DATASET EXCERPTS:
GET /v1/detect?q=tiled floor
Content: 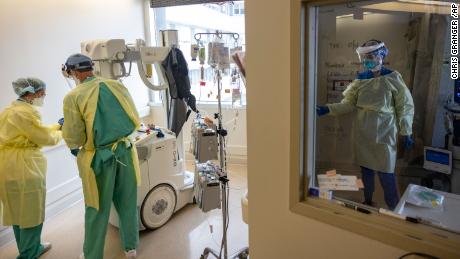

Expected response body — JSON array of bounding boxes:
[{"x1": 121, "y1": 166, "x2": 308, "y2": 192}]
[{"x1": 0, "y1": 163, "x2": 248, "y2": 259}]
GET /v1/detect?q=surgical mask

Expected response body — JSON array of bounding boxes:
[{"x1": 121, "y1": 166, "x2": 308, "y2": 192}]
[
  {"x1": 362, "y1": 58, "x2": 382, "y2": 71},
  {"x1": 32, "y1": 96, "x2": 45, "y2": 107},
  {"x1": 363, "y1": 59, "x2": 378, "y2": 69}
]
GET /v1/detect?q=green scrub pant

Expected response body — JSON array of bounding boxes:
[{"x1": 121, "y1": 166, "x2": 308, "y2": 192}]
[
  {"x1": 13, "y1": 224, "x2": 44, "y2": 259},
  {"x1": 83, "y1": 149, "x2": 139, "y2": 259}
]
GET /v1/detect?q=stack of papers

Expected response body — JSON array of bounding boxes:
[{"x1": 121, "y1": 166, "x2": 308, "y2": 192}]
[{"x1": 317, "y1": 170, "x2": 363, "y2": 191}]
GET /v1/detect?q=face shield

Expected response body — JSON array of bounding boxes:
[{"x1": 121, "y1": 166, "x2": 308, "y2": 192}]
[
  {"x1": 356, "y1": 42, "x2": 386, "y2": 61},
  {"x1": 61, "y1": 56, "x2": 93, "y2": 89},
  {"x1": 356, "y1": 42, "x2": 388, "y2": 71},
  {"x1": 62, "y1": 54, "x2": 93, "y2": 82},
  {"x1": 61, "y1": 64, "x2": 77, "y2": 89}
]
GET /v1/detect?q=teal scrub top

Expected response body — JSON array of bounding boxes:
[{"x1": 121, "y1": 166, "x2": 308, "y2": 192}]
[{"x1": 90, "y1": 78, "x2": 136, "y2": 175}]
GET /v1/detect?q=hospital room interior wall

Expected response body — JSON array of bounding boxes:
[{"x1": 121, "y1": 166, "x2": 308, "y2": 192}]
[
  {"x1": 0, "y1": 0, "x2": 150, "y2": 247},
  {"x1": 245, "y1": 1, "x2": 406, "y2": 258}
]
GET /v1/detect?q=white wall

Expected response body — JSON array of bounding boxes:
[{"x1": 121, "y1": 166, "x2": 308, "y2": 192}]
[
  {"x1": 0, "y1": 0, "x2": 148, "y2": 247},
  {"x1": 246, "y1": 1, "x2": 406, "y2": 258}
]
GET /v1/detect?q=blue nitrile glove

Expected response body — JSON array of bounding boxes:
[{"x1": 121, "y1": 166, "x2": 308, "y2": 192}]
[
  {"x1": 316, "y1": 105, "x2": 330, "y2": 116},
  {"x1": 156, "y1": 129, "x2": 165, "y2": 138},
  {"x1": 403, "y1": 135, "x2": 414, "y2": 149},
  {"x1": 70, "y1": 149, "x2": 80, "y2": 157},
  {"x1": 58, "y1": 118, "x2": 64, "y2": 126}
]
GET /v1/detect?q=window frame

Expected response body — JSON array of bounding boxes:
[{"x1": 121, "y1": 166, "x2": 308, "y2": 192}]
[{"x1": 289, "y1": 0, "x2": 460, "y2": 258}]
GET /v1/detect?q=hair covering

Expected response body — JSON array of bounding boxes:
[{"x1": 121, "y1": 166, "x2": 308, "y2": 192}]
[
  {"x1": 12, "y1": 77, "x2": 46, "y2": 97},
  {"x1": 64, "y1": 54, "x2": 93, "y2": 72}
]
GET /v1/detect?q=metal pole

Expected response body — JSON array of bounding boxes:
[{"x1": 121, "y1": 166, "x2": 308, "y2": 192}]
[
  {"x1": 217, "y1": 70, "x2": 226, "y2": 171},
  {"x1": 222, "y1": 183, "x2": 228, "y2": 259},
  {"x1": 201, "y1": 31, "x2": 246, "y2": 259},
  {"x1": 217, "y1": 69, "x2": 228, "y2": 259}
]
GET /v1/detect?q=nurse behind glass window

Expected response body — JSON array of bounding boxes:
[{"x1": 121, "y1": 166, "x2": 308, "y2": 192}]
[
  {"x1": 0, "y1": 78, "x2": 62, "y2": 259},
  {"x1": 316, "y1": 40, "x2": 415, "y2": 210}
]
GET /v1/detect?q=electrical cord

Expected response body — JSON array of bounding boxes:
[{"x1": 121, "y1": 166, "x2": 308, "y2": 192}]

WHAT NEEDS TO BE DONE: From the listing above, copy every line where the string "wall" is found.

WRITTEN SOLUTION:
GET /v1/detect?q=hospital room interior wall
GET /v1/detect?q=white wall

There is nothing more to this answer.